INSTRUCTIONS TO FOLLOW
Some lines in the entries contain the word "tent". Copy all of them.

________________________________________

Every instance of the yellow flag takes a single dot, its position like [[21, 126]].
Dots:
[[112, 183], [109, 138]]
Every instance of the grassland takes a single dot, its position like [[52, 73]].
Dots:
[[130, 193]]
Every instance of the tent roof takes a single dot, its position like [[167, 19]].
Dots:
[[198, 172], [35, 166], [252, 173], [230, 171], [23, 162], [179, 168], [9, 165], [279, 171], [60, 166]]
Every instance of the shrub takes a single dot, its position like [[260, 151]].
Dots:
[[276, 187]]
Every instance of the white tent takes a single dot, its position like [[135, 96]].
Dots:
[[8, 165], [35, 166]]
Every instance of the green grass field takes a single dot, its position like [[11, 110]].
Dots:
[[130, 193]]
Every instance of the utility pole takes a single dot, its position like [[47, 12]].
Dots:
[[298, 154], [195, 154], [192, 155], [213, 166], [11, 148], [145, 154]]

________________________________________

TASK RESPONSE
Every instance of the tent roof takes a single dot, its position like [[167, 19]].
Every instance of the white tent takes a single dot, its position like [[135, 96]].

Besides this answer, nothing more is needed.